Written task:
Answer these questions from the forum thread on CTEK battery chargers:
(a) Which CTEK model does tyreman1 say they have seen, and for what price?
(b) According to DustyR, at what voltage was the Ctek 3.6A charger always charging?
(c) Over what period and distance does Razzo report no problems with the charger?

Provided passage:
[start]

# ctek battery chargers



## tyreman1 (Apr 18, 2008)

Does anyone use or have any experience of ctek chargers,i'm thinking of getting one as i'm having troubles with the vehicle battery going flat now the van is not in regular use in winter (fairweather campers),the one i've seen is the xs800 which says it should be suitable for vehicles that are seasonally stored and seems a bargain at under 30 quid.


----------



## steco1958 (Mar 5, 2009)

Tyreman,

Where are you storing your van, is it indoors or external?

If external, have you considered a temporary solar panel, say placed on the roof, and the lead fed to the engine compartment and clipped directly to the engine battery.


----------



## DustyR (Jan 26, 2009)

Bought the Ctek 3.6A charger few years ago and has been working fine until recently when I noticed it was always charging at max voltage ie 14.2v it never appeared to drop to the lower 13v.

I now use the much cheaper Lidl equivalent smart charger under the name of Ultimate Speed and that does work in that it charges between the lower and higher volts depending on the state of the battery.


----------



## richardjames (Feb 1, 2006)

I have two Ctek chargers the latest version has the ability to give 12volt output so that a battery can changed without losing codes - excellent piece of kit


----------



## CourtJester (Aug 26, 2009)

Yes. A really good charger.


----------



## Midnightrambler (Nov 12, 2007)

Used a Ctek charger on a previous van that was stored outdoors, worked well. As stated a great bit of kit
Alan


----------



## duxdeluxe (Sep 2, 2007)

As above - good piece of kit.


----------



## Sideways86 (Feb 25, 2009)

The best at the price a great piece of kit. Very good at bringing batteries back from the dead also

Buy one you wont regret it

Regards


----------



## javea (Jun 8, 2007)

They are fitted as standard by Aston Martin - think that is recommendation enough. Keep the battery of my car parked in my garage in Spain charged up when we are not there, they will not over charge the battery - just keeps it fully charged.


----------



## tyreman1 (Apr 18, 2008)

Thank you all for your recommendations,looks like thats the way to go.


----------



## Razzo (May 1, 2005)

*C tek charger*

I put one in my self build in Australia and in 2.5 years and 45,000kM there where no problems. We were really only hooked up on 15% of the time though. I often checked the lights out and resloved which stage it was in. It is a popular charger for those who pay a little more to have a better system.

Cheers


----------



## ToffeApple (Nov 21, 2009)

*CTEK charger*

Bought one of these when I realised the retro fitted charger in my campervan wasn't working. Rather than having a new one wired in, I can use this to check and top up the leisure battery, also the van battery and the car battery.
Very pleased with my purchase - been using it for a year now.

Chris & Tilly.


----------



## divil (Jul 3, 2011)

I hardwired a CTEK Multi MXS 7.0 into my Elldis Autoquest 140 few weeks ago so I can keep the vehicle battery charged over winter when on hookup.

Seems like a great bit of kit.

Paul


----------



## cronkle (May 1, 2005)

Am I right in thinking that you are able to keep your van on hook-up throughout the winter? If you can you might want to look at Clive Mott's site at:

http://www.motts.org/BRIDGING FUSE.htm

which shows one of the simplest ways round your problem.

More convenient for some, including me, is a Battery Master or something similar. These can be found here.

http://www.vanbitz.com/category/Battery_Master,i.html

There was a thread on here recently that discussed alternatives to Battery Master and it might be worth searching for that.


----------

[end]

Data records:
[start]

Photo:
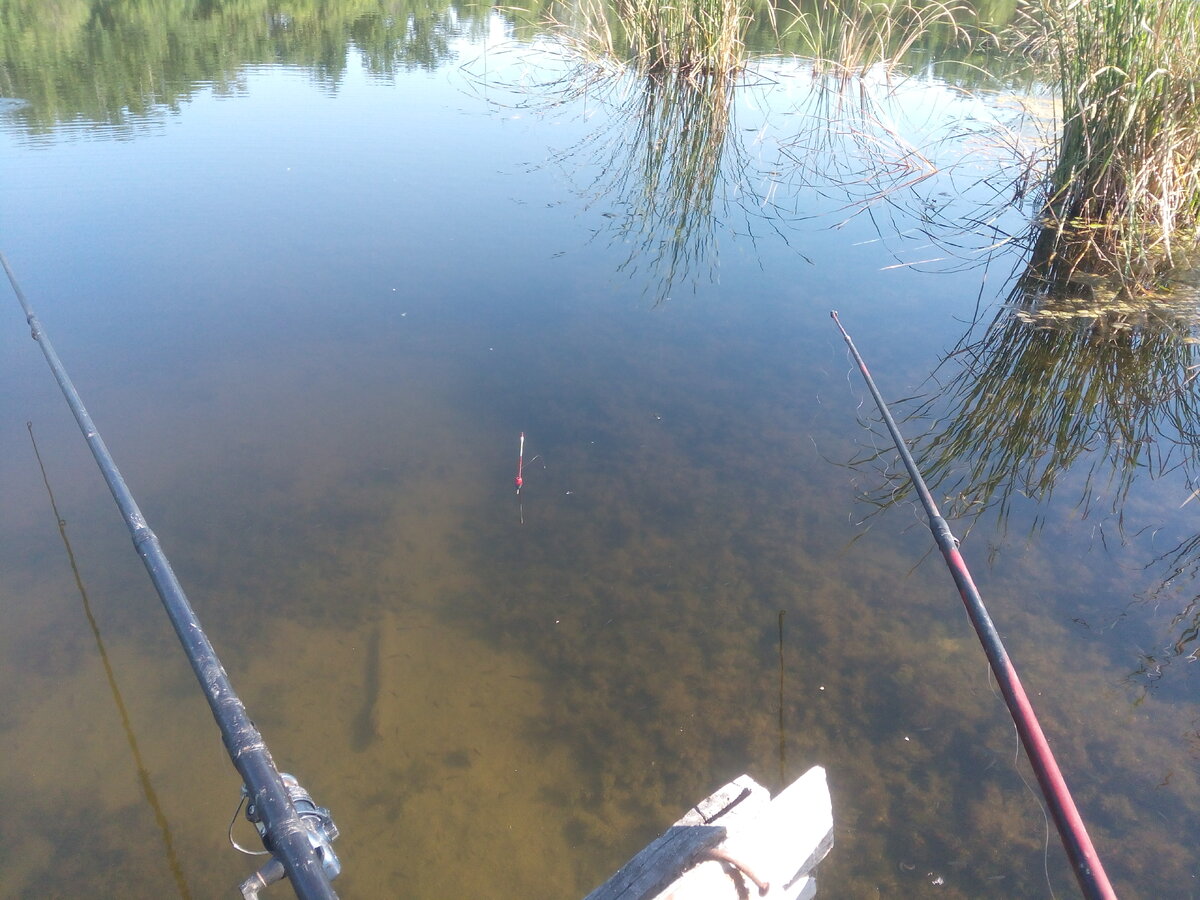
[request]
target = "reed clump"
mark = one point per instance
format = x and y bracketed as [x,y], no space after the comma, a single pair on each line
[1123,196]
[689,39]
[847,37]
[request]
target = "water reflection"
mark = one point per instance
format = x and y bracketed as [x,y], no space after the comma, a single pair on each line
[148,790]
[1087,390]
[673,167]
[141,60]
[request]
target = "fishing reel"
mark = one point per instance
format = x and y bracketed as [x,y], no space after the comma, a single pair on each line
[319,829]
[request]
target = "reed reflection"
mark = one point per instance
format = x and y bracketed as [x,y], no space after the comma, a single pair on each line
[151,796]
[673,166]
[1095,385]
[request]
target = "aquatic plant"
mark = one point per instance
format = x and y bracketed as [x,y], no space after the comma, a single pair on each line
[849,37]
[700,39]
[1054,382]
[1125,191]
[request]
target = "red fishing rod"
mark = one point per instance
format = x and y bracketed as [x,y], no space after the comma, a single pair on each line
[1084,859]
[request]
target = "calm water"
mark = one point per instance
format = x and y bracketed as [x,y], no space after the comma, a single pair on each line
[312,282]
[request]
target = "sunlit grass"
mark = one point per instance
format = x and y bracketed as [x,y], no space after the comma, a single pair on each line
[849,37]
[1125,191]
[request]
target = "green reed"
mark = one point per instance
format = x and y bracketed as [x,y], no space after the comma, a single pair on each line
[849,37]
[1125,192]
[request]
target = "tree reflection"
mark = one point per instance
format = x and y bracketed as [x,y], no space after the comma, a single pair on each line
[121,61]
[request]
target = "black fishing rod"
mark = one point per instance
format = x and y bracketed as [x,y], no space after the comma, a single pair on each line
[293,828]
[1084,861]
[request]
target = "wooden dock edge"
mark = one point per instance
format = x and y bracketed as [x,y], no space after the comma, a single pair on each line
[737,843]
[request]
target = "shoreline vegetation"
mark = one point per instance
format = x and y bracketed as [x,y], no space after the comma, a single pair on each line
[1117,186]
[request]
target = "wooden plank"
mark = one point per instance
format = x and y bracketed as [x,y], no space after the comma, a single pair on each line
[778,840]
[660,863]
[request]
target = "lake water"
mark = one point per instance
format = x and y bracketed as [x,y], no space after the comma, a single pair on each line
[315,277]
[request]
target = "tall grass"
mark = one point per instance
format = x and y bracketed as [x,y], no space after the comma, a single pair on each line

[end]

Response to this task:
(a) The XS800, for under 30 quid.
(b) 14.2 V.
(c) 2.5 years and 45,000 km.